* _Task statement_: Copy out, word for word, everything from the start of the records through the line containing "479V877L590 882L583 193L507", inclusive, leaving out the pictures.
BEGIN Records for processing
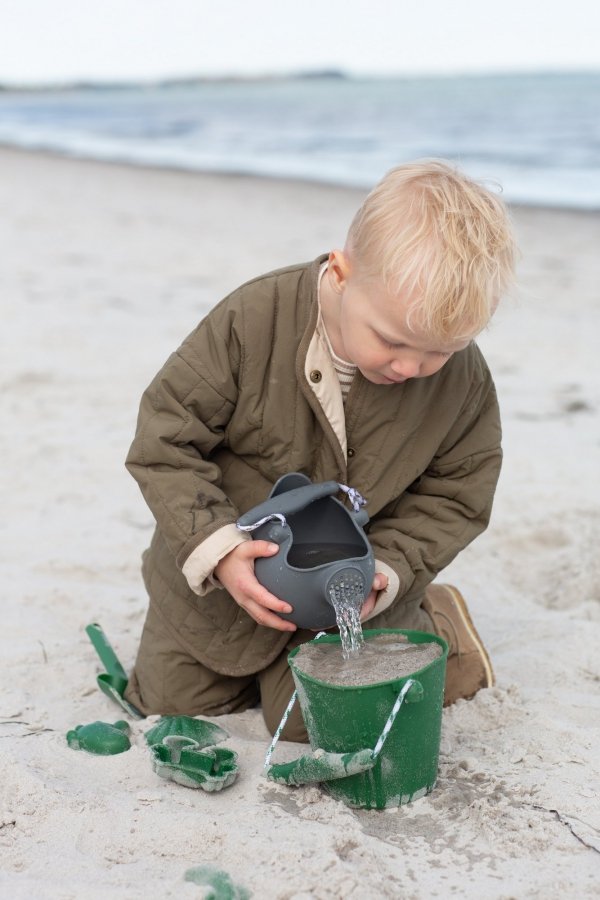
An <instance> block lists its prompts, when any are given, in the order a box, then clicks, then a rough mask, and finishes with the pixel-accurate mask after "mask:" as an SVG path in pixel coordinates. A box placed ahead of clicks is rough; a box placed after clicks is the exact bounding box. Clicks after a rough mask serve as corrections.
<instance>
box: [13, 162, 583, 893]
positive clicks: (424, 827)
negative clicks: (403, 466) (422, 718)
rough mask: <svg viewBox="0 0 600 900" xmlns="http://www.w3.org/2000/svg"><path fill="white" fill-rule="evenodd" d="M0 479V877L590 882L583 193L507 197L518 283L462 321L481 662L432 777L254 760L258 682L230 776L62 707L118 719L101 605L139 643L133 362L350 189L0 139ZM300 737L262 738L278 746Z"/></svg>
mask: <svg viewBox="0 0 600 900" xmlns="http://www.w3.org/2000/svg"><path fill="white" fill-rule="evenodd" d="M0 166H1V172H2V179H1V183H0V208H1V209H2V216H1V218H0V234H1V243H0V246H1V248H2V249H1V252H0V283H1V294H2V319H3V321H2V337H3V341H2V343H3V349H2V361H1V365H0V371H1V375H0V380H1V387H2V393H1V402H2V423H3V427H2V432H1V438H0V440H1V445H0V449H1V458H2V479H3V491H2V498H3V508H2V515H1V517H0V528H1V542H0V547H1V554H2V599H3V602H2V611H3V618H2V628H1V629H0V641H1V650H0V665H1V666H2V673H1V685H2V688H1V693H0V754H1V758H2V776H1V779H0V895H2V896H6V897H8V896H10V897H11V898H25V897H27V898H30V897H35V898H57V900H67V898H80V897H85V898H108V897H111V898H114V897H123V898H144V900H147V898H149V897H175V896H177V897H178V898H183V897H195V898H197V897H201V896H205V895H206V892H205V891H204V889H203V888H201V887H198V886H197V885H194V884H193V883H190V882H186V881H184V873H185V871H186V870H187V869H189V868H191V867H194V866H200V865H211V866H215V867H217V868H219V869H222V870H224V871H226V872H228V873H229V874H230V876H231V878H232V879H233V881H234V882H235V883H236V884H238V885H242V886H244V887H245V888H246V889H247V890H248V891H251V892H252V894H253V896H254V897H256V898H261V900H263V898H266V900H269V898H278V900H284V898H285V900H308V898H319V900H320V898H344V900H346V898H361V900H365V898H379V897H391V898H397V897H403V898H429V897H442V898H445V897H449V896H459V897H468V898H481V897H494V898H511V897H515V898H522V897H544V898H555V897H556V898H559V897H560V898H562V897H565V896H569V897H578V898H584V897H596V896H598V891H599V888H598V880H599V878H600V803H599V800H598V798H599V796H600V749H599V748H600V690H599V688H600V668H599V663H598V660H599V656H600V654H599V647H598V645H599V641H600V554H599V552H598V546H599V544H600V503H599V499H600V478H599V476H598V469H599V466H598V458H599V456H598V454H599V449H600V448H599V445H600V429H599V410H600V368H599V366H598V357H599V351H600V343H599V342H600V287H599V286H600V254H599V253H598V247H600V215H596V214H591V213H587V214H586V213H579V212H571V211H557V210H541V209H526V208H520V209H515V210H514V218H515V222H516V227H517V233H518V237H519V242H520V246H521V252H522V259H521V261H520V264H519V281H520V287H519V291H518V293H517V295H516V296H515V297H514V298H512V299H508V300H505V301H504V302H503V303H502V306H501V308H500V310H499V312H498V314H497V316H496V317H495V320H494V323H493V326H492V327H491V328H490V330H489V331H488V332H486V333H485V334H484V335H483V336H482V338H481V340H480V344H481V346H482V348H483V350H484V352H485V354H486V356H487V358H488V361H489V363H490V365H491V368H492V370H493V372H494V375H495V378H496V382H497V386H498V392H499V396H500V401H501V405H502V410H503V417H504V432H505V465H504V469H503V473H502V477H501V481H500V485H499V488H498V493H497V501H496V506H495V511H494V517H493V521H492V525H491V526H490V528H489V530H488V531H487V532H486V534H485V535H484V536H483V537H481V538H480V539H479V540H478V541H476V542H475V543H474V544H473V545H472V546H471V547H469V548H468V549H467V550H466V551H465V552H464V553H463V554H462V555H461V556H460V557H459V558H458V559H457V560H456V561H455V562H454V563H453V564H452V565H451V566H450V568H449V569H448V570H446V572H445V573H443V579H441V580H445V581H450V582H452V583H455V584H457V585H458V586H460V588H461V590H462V591H463V593H464V595H465V597H466V598H467V600H468V602H469V605H470V608H471V610H472V613H473V617H474V619H475V621H476V623H477V626H478V628H479V630H480V633H481V635H482V638H483V639H484V641H485V643H486V644H487V646H488V647H489V650H490V653H491V655H492V658H493V662H494V665H495V670H496V675H497V686H496V687H495V688H493V689H491V690H487V691H482V692H480V693H479V694H478V695H477V697H476V698H475V699H474V700H472V701H470V702H464V701H461V702H459V703H457V704H456V705H455V706H454V707H451V708H449V709H447V710H445V711H444V718H443V733H442V747H441V757H440V773H439V781H438V784H437V787H436V789H435V791H434V792H433V793H432V794H431V795H429V796H428V797H425V798H423V799H421V800H419V801H417V802H415V803H413V804H411V805H408V806H405V807H402V808H400V809H394V810H391V811H384V812H377V811H352V810H350V809H348V808H347V807H345V806H344V805H342V804H340V803H338V802H336V801H335V800H333V799H331V798H330V797H329V796H328V795H327V794H326V793H324V792H323V791H322V790H321V789H320V788H318V787H314V786H312V787H304V788H297V789H293V788H287V787H283V786H277V785H273V784H271V783H267V782H266V781H265V780H264V779H263V778H262V776H261V769H262V763H263V759H264V754H265V751H266V749H267V747H268V744H269V736H268V734H267V731H266V729H265V726H264V724H263V722H262V718H261V715H260V711H258V710H251V711H249V712H247V713H244V714H242V715H231V716H225V717H223V718H221V719H219V720H218V721H219V724H220V725H222V726H223V727H225V728H226V729H227V730H228V731H229V732H230V735H231V738H230V740H229V741H228V742H227V745H226V746H229V747H231V748H232V749H234V750H235V751H237V752H238V754H239V763H240V767H241V773H240V776H239V779H238V781H237V782H236V783H235V784H234V785H233V786H232V787H230V788H229V789H227V790H225V791H224V792H222V793H215V794H207V793H204V792H203V791H193V790H190V789H187V788H184V787H180V786H177V785H175V784H172V783H170V782H168V781H164V780H161V779H159V778H158V776H157V775H155V773H154V772H153V771H152V767H151V764H150V760H149V755H148V752H147V750H146V748H145V742H144V738H143V733H144V731H145V730H146V729H147V728H148V722H147V721H145V722H136V723H133V724H132V735H133V737H132V740H133V747H132V749H131V750H129V751H128V752H127V753H123V754H122V755H119V756H114V757H96V756H93V755H90V754H87V753H84V752H75V751H73V750H72V749H70V748H69V747H68V746H67V744H66V742H65V733H66V732H67V730H69V729H70V728H73V727H74V726H75V725H77V724H79V723H88V722H92V721H95V720H97V719H101V720H104V721H109V722H112V721H115V720H117V719H119V718H122V714H121V712H120V710H119V709H118V708H117V706H116V705H113V704H112V703H111V702H110V700H109V699H108V698H106V697H105V696H104V695H103V694H101V693H100V691H99V690H98V689H97V687H96V684H95V678H96V674H97V673H98V672H99V671H101V668H100V665H99V662H98V660H97V657H96V654H95V652H94V650H93V648H92V646H91V644H90V642H89V640H88V638H87V637H86V635H85V632H84V628H85V626H86V625H87V624H88V623H90V622H93V621H98V622H100V623H101V624H102V625H103V627H104V629H105V631H106V633H107V635H108V637H109V639H110V640H111V643H112V644H113V646H114V647H115V649H116V650H117V652H118V654H119V656H120V657H121V659H122V661H123V663H124V664H125V666H126V667H127V668H129V667H130V666H131V664H132V662H133V659H134V656H135V651H136V647H137V642H138V639H139V634H140V629H141V625H142V622H143V617H144V612H145V608H146V597H145V594H144V589H143V587H142V583H141V577H140V573H139V562H140V554H141V552H142V550H143V549H144V548H145V546H146V545H147V543H148V541H149V538H150V535H151V532H152V520H151V515H150V513H149V512H148V510H147V509H146V507H145V505H144V502H143V500H142V497H141V495H140V494H139V491H138V488H137V486H136V485H135V483H134V482H133V480H132V479H131V478H130V477H129V476H128V475H127V473H126V472H125V469H124V466H123V460H124V457H125V454H126V451H127V449H128V447H129V443H130V440H131V438H132V435H133V430H134V426H135V419H136V414H137V406H138V402H139V398H140V395H141V393H142V390H143V389H144V387H145V386H146V385H147V383H148V382H149V381H150V379H151V377H152V376H153V375H154V373H155V372H156V371H157V369H158V368H159V367H160V366H161V365H162V363H163V361H164V360H165V359H166V357H167V356H168V354H169V353H170V352H171V351H172V350H173V349H174V348H175V347H176V346H177V345H178V343H179V342H180V340H181V339H182V338H183V337H184V336H185V335H186V334H187V333H188V332H189V331H190V330H191V329H192V328H193V327H194V326H195V324H196V323H197V321H198V320H199V319H200V318H201V317H202V316H203V315H204V314H205V313H206V312H207V311H208V310H209V309H210V307H211V306H212V305H214V303H215V302H216V301H217V300H219V299H220V298H221V297H222V296H223V295H225V294H226V293H227V292H228V291H229V290H230V289H232V288H234V287H236V286H237V285H238V284H239V283H241V282H242V281H243V280H244V279H246V278H248V277H251V276H254V275H256V274H258V273H260V272H263V271H267V270H269V269H272V268H274V267H277V266H280V265H286V264H289V263H293V262H297V261H301V260H307V259H310V258H312V257H314V256H316V255H317V254H318V253H320V252H322V251H324V250H328V249H330V248H331V247H332V246H339V244H340V243H341V242H342V240H343V235H344V233H345V229H346V227H347V225H348V223H349V220H350V218H351V215H352V213H353V212H354V210H355V208H356V206H357V204H358V202H359V200H360V198H361V196H362V193H361V192H359V191H354V190H346V189H342V188H336V187H324V186H317V185H312V184H302V183H294V182H285V181H276V180H273V181H267V180H258V179H253V178H244V177H217V176H206V175H192V174H184V173H177V172H169V171H152V170H143V169H134V168H128V167H126V166H118V165H114V166H111V165H105V164H97V163H92V162H81V161H75V160H68V159H60V158H53V157H51V156H44V155H36V154H28V153H21V152H17V151H11V150H2V151H0ZM302 750H303V748H301V747H298V746H295V745H290V744H287V745H281V744H280V745H279V746H278V748H277V751H276V754H275V758H276V759H279V758H287V759H289V758H293V757H294V756H295V755H297V753H298V752H302Z"/></svg>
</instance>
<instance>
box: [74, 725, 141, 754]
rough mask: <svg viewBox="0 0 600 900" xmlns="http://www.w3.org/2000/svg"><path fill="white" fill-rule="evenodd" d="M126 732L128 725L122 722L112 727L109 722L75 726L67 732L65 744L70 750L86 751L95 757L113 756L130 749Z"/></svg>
mask: <svg viewBox="0 0 600 900" xmlns="http://www.w3.org/2000/svg"><path fill="white" fill-rule="evenodd" d="M128 731H129V725H128V724H127V722H124V721H122V720H120V721H118V722H115V723H114V724H113V725H111V724H110V723H109V722H92V723H91V724H90V725H76V726H75V728H73V729H71V731H68V732H67V744H68V745H69V747H70V748H71V749H72V750H87V752H88V753H95V754H96V755H97V756H114V755H115V754H117V753H124V752H125V750H129V748H130V747H131V741H130V740H129V738H128V736H127V732H128Z"/></svg>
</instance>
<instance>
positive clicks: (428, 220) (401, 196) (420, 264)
mask: <svg viewBox="0 0 600 900" xmlns="http://www.w3.org/2000/svg"><path fill="white" fill-rule="evenodd" d="M346 253H347V255H348V257H349V259H350V260H351V262H352V265H353V267H354V270H355V271H356V274H357V276H358V277H359V278H360V277H364V278H366V279H379V280H382V281H383V283H384V286H385V288H386V290H387V291H388V292H389V293H391V294H393V295H394V294H400V293H405V294H406V296H409V297H411V298H412V303H411V306H410V309H409V317H408V323H409V327H416V328H418V329H420V330H423V331H424V332H425V333H427V334H429V335H431V336H432V337H433V338H435V339H436V340H440V341H448V340H450V341H452V340H462V339H465V338H472V337H474V336H475V335H476V334H479V332H480V331H481V330H482V329H483V328H485V326H486V325H487V324H488V322H489V320H490V318H491V316H492V315H493V313H494V310H495V308H496V305H497V303H498V300H499V299H500V296H501V295H502V294H503V293H504V291H505V290H506V289H507V288H508V287H509V285H510V284H511V282H512V279H513V270H514V258H515V244H514V237H513V232H512V227H511V223H510V220H509V217H508V213H507V210H506V207H505V205H504V203H503V202H502V201H501V200H500V198H499V197H498V196H497V195H496V194H495V193H492V192H491V191H489V190H487V189H486V188H485V187H483V186H482V185H481V184H478V183H477V182H475V181H473V180H472V179H470V178H467V176H466V175H464V174H463V173H462V172H460V171H459V170H457V169H456V168H454V167H453V166H451V165H449V164H448V163H446V162H443V161H441V160H422V161H418V162H414V163H408V164H406V165H401V166H398V167H396V168H395V169H392V170H391V171H390V172H388V174H387V175H386V176H385V177H384V178H383V179H382V180H381V181H380V182H379V184H378V185H376V187H375V188H374V189H373V190H372V191H371V193H370V194H369V195H368V197H367V198H366V200H365V201H364V203H363V204H362V206H361V208H360V209H359V210H358V212H357V214H356V215H355V217H354V220H353V221H352V224H351V226H350V230H349V232H348V238H347V241H346ZM411 321H412V325H411Z"/></svg>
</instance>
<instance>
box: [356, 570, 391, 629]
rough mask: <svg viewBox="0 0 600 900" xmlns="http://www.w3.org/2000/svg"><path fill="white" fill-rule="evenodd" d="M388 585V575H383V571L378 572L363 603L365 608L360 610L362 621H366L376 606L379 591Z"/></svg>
mask: <svg viewBox="0 0 600 900" xmlns="http://www.w3.org/2000/svg"><path fill="white" fill-rule="evenodd" d="M387 585H388V579H387V576H386V575H383V574H382V573H381V572H376V573H375V577H374V578H373V587H372V588H371V593H370V594H369V596H368V597H367V599H366V600H365V602H364V603H363V608H362V609H361V611H360V621H361V622H364V620H365V619H366V617H367V616H369V615H370V614H371V613H372V612H373V609H374V607H375V602H376V601H377V594H378V593H379V591H383V590H384V589H385V588H386V587H387Z"/></svg>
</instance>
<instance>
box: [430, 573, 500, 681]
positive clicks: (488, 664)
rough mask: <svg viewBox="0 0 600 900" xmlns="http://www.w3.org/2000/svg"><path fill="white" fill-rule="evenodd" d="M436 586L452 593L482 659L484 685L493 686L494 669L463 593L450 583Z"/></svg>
mask: <svg viewBox="0 0 600 900" xmlns="http://www.w3.org/2000/svg"><path fill="white" fill-rule="evenodd" d="M438 587H444V588H445V589H446V590H447V591H448V592H449V593H450V594H452V597H453V598H454V602H455V603H456V606H457V607H458V611H459V612H460V615H461V617H462V619H463V622H464V624H465V627H466V629H467V631H468V632H469V635H470V637H471V640H472V641H473V643H474V644H475V646H476V647H477V650H478V651H479V655H480V656H481V661H482V663H483V667H484V669H485V677H486V681H487V684H486V685H485V687H493V686H494V685H495V684H496V676H495V675H494V670H493V669H492V663H491V660H490V658H489V656H488V652H487V650H486V649H485V647H484V646H483V642H482V640H481V638H480V637H479V635H478V633H477V629H476V628H475V626H474V625H473V620H472V619H471V616H470V615H469V610H468V608H467V604H466V602H465V599H464V597H463V595H462V594H461V593H460V591H459V590H457V588H455V587H453V586H452V585H451V584H444V585H441V584H440V585H438Z"/></svg>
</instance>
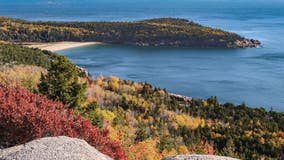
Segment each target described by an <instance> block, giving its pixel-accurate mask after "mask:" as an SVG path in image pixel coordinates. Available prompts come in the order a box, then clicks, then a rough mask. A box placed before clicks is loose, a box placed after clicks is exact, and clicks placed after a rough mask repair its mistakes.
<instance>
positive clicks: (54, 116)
mask: <svg viewBox="0 0 284 160" xmlns="http://www.w3.org/2000/svg"><path fill="white" fill-rule="evenodd" d="M47 136H68V137H74V138H80V139H84V140H86V141H87V142H88V143H89V144H90V145H92V146H94V147H95V148H97V149H98V150H99V151H101V152H102V153H104V154H107V155H109V156H110V157H113V158H114V159H126V156H125V153H124V151H123V149H122V147H121V145H120V144H119V143H118V142H116V141H113V140H111V139H110V138H109V136H108V131H107V130H103V131H101V130H100V129H98V128H96V127H94V126H92V125H91V123H90V121H88V120H85V119H83V118H82V117H81V116H77V115H75V114H74V113H73V111H72V110H65V109H64V106H63V104H62V103H60V102H54V101H51V100H49V99H47V98H46V97H40V96H38V95H36V94H32V93H30V92H29V91H27V90H26V89H23V88H20V87H14V88H11V87H6V86H3V85H0V146H4V147H10V146H14V145H17V144H22V143H25V142H28V141H31V140H33V139H37V138H41V137H47Z"/></svg>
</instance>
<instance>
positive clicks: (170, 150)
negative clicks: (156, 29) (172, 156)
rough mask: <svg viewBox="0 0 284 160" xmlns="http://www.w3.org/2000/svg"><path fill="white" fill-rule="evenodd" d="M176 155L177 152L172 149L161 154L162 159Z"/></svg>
mask: <svg viewBox="0 0 284 160" xmlns="http://www.w3.org/2000/svg"><path fill="white" fill-rule="evenodd" d="M177 154H178V152H177V151H176V150H175V149H174V148H173V149H172V150H170V151H167V150H166V149H165V150H163V152H162V155H163V157H170V156H174V155H177Z"/></svg>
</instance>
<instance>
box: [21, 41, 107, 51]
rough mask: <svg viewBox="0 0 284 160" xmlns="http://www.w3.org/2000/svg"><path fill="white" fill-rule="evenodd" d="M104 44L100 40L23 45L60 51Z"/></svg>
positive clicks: (34, 43) (39, 48) (44, 43)
mask: <svg viewBox="0 0 284 160" xmlns="http://www.w3.org/2000/svg"><path fill="white" fill-rule="evenodd" d="M97 44H102V43H100V42H51V43H34V42H31V43H24V44H23V45H24V46H26V47H30V48H39V49H42V50H48V51H52V52H55V51H59V50H64V49H69V48H76V47H82V46H88V45H97Z"/></svg>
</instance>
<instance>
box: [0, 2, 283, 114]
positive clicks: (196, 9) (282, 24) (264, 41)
mask: <svg viewBox="0 0 284 160" xmlns="http://www.w3.org/2000/svg"><path fill="white" fill-rule="evenodd" d="M0 15H3V16H8V17H14V18H23V19H28V20H42V21H47V20H48V21H129V20H141V19H148V18H157V17H178V18H186V19H189V20H193V21H195V22H198V23H200V24H202V25H206V26H210V27H215V28H221V29H224V30H227V31H232V32H236V33H238V34H240V35H242V36H245V37H248V38H254V39H258V40H260V41H261V42H262V44H263V47H262V48H252V49H192V48H166V47H133V46H121V45H99V46H87V47H80V48H75V49H68V50H63V51H60V52H59V53H61V54H64V55H66V56H67V57H69V58H70V59H71V60H72V61H73V62H75V63H76V64H78V65H80V66H82V67H85V68H87V69H88V70H89V71H90V72H91V74H92V75H93V76H98V75H99V74H102V75H104V76H109V75H115V76H118V77H120V78H123V79H130V80H134V81H142V82H144V81H147V82H150V83H152V84H153V85H155V86H159V87H161V88H166V89H167V90H168V91H170V92H174V93H178V94H183V95H187V96H192V97H197V98H208V97H210V96H212V95H214V96H217V97H218V98H219V99H220V101H221V102H234V103H236V104H239V103H242V102H245V103H246V104H248V105H250V106H252V107H261V106H263V107H265V108H267V109H270V107H273V109H274V110H277V111H284V1H283V0H270V1H267V0H254V1H249V2H248V1H247V0H237V1H234V0H136V1H134V0H49V1H48V0H0Z"/></svg>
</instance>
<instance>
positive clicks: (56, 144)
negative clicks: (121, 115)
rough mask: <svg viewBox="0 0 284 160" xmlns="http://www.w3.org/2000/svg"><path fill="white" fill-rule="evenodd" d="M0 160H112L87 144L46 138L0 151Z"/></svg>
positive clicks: (78, 139) (76, 141)
mask: <svg viewBox="0 0 284 160" xmlns="http://www.w3.org/2000/svg"><path fill="white" fill-rule="evenodd" d="M0 160H112V159H111V158H110V157H108V156H106V155H104V154H102V153H100V152H99V151H98V150H96V149H95V148H94V147H92V146H90V145H89V144H88V143H87V142H85V141H84V140H80V139H75V138H69V137H48V138H41V139H38V140H34V141H31V142H29V143H26V144H23V145H19V146H15V147H11V148H7V149H2V150H0Z"/></svg>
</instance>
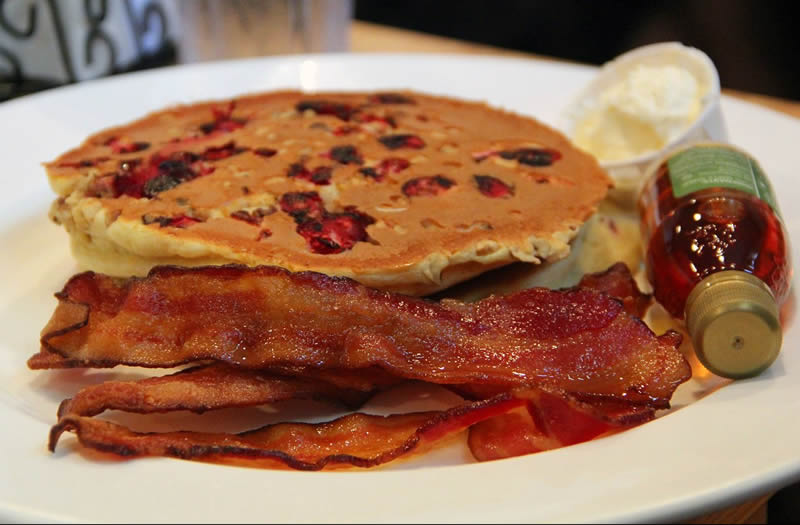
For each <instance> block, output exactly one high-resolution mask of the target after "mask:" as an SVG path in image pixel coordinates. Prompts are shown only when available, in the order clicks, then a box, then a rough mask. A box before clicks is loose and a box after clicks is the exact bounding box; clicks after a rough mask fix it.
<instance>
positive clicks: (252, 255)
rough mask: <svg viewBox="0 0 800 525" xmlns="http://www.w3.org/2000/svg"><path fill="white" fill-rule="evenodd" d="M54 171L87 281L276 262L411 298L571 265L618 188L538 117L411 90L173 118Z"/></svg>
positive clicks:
END Records for processing
* _Expected output_:
An <instance> block lists its prompts, when any are given, in the order a box, then clicks, then a rough mask, and finishes with the pixel-accurate mask after "mask:" as an SVG path in pixel coordinates. A box placed ahead of clicks is rough; a box placed after clicks is the exact bounding box. Clicks after a rough mask serve as corrections.
<instance>
box: [13, 162, 583, 893]
positive clicks: (424, 827)
negative clicks: (403, 466) (422, 718)
rough mask: <svg viewBox="0 0 600 900" xmlns="http://www.w3.org/2000/svg"><path fill="white" fill-rule="evenodd" d="M0 479V877L590 882L583 193L507 197L518 283L462 321L481 662L432 777L254 760L258 682L230 776L62 707L118 719L101 605L139 643L133 362L350 189L0 139ZM300 737L262 738L278 746Z"/></svg>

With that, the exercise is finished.